What to Expect at RSAC 2026: AI Everywhere, Zero Trust in Action

Chief Evangelist
When I first started going to RSAC more than 20 years ago, I would walk the show floor aisle by aisle, trying to see everything.
As an analyst at Forrester, my job was to research vendors, evaluate products, and understand where the market was going. RSAC was the best place to do that.
Today, things have changed. You can now research vendors and compare products online. You don’t need a conference for that anymore.
But what you can’t replicate is the connections and conversations that happen at RSAC. It’s where the cybersecurity industry comes together to reconnect, challenge ideas, and figure out what actually matters.
Here’s what I expect those conversations to focus on this year.
AI will be everywhere — again
AI will dominate RSAC again this year. But remind yourself that AI doesn’t automatically equal value.
The industry has a long history of hype, and AI is the latest example. If someone tells you they have an AI-powered solution, the right response is to ask what problem it solves and how it improves outcomes.
The fact is that there will still be vendors this year using AI to attract attention rather than deliver results.
That doesn’t mean AI isn’t important. Many companies are driving real change with their AI solutions. AI is being used to analyze data, identify patterns, and make connections at speeds humans can’t.

..........

SHORT PROBLEM 1 – Edit the dataset records below so that every "sample output" becomes "reference output", keeping all other lines the same.

[Dataset records]
..........

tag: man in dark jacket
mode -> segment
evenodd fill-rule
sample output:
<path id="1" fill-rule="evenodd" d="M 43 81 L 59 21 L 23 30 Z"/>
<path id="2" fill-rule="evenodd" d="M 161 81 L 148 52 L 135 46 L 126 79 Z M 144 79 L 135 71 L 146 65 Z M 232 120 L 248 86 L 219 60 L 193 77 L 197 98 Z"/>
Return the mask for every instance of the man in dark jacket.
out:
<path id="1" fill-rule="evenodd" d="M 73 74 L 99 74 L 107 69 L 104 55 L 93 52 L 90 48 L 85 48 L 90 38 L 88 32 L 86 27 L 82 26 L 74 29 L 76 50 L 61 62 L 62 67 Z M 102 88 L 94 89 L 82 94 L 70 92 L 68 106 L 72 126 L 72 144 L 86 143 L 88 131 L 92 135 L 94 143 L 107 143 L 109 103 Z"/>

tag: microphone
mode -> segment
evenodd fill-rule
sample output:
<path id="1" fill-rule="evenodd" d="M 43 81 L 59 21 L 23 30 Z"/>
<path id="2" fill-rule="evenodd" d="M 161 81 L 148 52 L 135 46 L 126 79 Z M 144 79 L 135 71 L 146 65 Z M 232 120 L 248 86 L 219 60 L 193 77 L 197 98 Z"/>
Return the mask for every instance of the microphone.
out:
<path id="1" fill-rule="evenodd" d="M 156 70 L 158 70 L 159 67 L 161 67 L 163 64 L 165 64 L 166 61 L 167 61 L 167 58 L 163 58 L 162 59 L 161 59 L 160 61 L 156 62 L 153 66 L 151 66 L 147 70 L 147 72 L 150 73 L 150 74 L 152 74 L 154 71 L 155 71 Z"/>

..........

SHORT PROBLEM 2 – In the RSAC 2026 preview, at which firm did the author work as an analyst?

TASK SOLUTION 1 –
tag: man in dark jacket
mode -> segment
evenodd fill-rule
reference output:
<path id="1" fill-rule="evenodd" d="M 43 81 L 59 21 L 23 30 Z"/>
<path id="2" fill-rule="evenodd" d="M 161 81 L 148 52 L 135 46 L 126 79 Z M 144 79 L 135 71 L 146 65 Z M 232 120 L 248 86 L 219 60 L 193 77 L 197 98 Z"/>
Return the mask for every instance of the man in dark jacket.
out:
<path id="1" fill-rule="evenodd" d="M 73 74 L 99 74 L 107 69 L 104 55 L 93 52 L 90 48 L 85 48 L 90 38 L 88 32 L 86 27 L 82 26 L 74 29 L 76 50 L 61 62 L 62 67 Z M 102 88 L 94 89 L 82 94 L 70 92 L 68 106 L 72 126 L 72 144 L 86 143 L 88 131 L 92 135 L 94 143 L 107 143 L 109 103 Z"/>

tag: microphone
mode -> segment
evenodd fill-rule
reference output:
<path id="1" fill-rule="evenodd" d="M 43 81 L 59 21 L 23 30 Z"/>
<path id="2" fill-rule="evenodd" d="M 161 81 L 148 52 L 135 46 L 126 79 Z M 144 79 L 135 71 L 146 65 Z M 232 120 L 248 86 L 219 60 L 193 77 L 197 98 Z"/>
Return the mask for every instance of the microphone.
out:
<path id="1" fill-rule="evenodd" d="M 156 70 L 158 70 L 159 67 L 161 67 L 163 64 L 165 64 L 166 61 L 167 61 L 167 58 L 163 58 L 162 59 L 161 59 L 160 61 L 156 62 L 153 66 L 151 66 L 147 70 L 147 72 L 150 73 L 150 74 L 152 74 L 154 71 L 155 71 Z"/>

TASK SOLUTION 2 – Forrester